_DIRECTIONS_
Restate the records below exactly. Pictures are not part of the copy.

_GIVEN DATA_
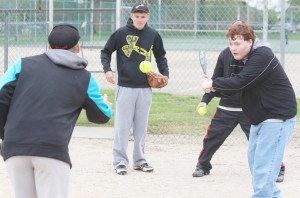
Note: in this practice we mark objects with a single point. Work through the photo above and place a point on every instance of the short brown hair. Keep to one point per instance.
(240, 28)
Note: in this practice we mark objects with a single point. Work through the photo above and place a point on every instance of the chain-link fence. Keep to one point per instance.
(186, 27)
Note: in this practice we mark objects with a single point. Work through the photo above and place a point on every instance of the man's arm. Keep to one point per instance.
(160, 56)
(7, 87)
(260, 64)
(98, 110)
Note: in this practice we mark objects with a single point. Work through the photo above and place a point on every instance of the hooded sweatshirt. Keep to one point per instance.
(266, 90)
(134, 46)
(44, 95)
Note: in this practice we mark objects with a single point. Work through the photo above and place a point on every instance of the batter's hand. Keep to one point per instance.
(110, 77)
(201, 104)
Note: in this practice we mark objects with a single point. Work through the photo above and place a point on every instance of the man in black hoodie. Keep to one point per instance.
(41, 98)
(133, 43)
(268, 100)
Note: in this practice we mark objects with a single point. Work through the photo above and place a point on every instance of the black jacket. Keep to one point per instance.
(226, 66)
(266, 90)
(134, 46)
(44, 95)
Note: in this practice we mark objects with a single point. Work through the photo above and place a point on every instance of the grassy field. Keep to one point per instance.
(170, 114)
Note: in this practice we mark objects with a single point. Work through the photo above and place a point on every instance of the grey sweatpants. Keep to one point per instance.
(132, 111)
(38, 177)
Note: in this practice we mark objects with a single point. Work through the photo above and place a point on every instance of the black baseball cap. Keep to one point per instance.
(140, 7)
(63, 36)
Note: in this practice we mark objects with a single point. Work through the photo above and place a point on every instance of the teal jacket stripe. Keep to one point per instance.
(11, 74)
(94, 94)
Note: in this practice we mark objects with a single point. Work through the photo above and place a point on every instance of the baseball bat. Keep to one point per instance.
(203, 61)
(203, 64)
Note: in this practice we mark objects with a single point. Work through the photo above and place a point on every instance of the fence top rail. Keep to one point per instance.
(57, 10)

_TASK RESULT_
Note: in this practice we mark objects with a single point. Work through the photo above and place a point on every instance of the short brown hair. Keep to one point per instance.
(240, 28)
Note: in this practice we mark objects with a single point. Work through the photo above and place a point on every instance of the chain-link fence. Keep to one point per instance.
(186, 27)
Note: in this practice we mark objects with a single point. Work through the photo above and place a point on every instance of the man's arm. Keep to one point per instance.
(160, 56)
(7, 87)
(260, 64)
(98, 110)
Note: in this practice we mark objects with a single point. Work through the photo above and place a point on every instance of the hooded sweatshirt. Keep to one point per instance.
(266, 90)
(134, 46)
(44, 95)
Note: in this practice we mark objects with a single point. Work through the photo above and place a point on every instance of the batter's hand. Keep to one point per instance.
(110, 77)
(201, 104)
Note: in this practice we mark objects with a single point. Work through the photo above and place a point on every instance of the man in black hoodie. Keep to one point per instance.
(41, 98)
(133, 43)
(268, 100)
Note: in this practice we mark objects with a single point. Work through the photo above and place a point on every instance of the black jacket. Keep to one point per instance.
(226, 66)
(266, 90)
(134, 46)
(44, 95)
Note: in this practice we mark objects with a single point. Work through the photo above and place a point on every instance of the grassy field. Keep to one point per instance.
(170, 114)
Note: in this practice we mark objects with a single point. Work through the photo above and place a point on every instance of the grey sweatpants. Keep to one point per instance.
(132, 111)
(38, 177)
Note: in this practice we mark objects with a single point. Work through the photo above and place a point on every instance of the black baseball cap. Keep to one point per instance.
(140, 7)
(63, 36)
Note: in this practice we mark objects with a single point. Work through the photo above and place a point on every instance of the teal jacket stripe. Keep to one point per instance.
(11, 74)
(94, 94)
Note: in this practice we mark objects with a single point. Work through the photo above and place a point on every instance of the baseball bat. Keep to one point per instance.
(203, 61)
(203, 64)
Note: in this practice we mark objects with a single point. Work through the photo above and place a point on every instance of the fence top rail. Keep to one point per instance.
(57, 10)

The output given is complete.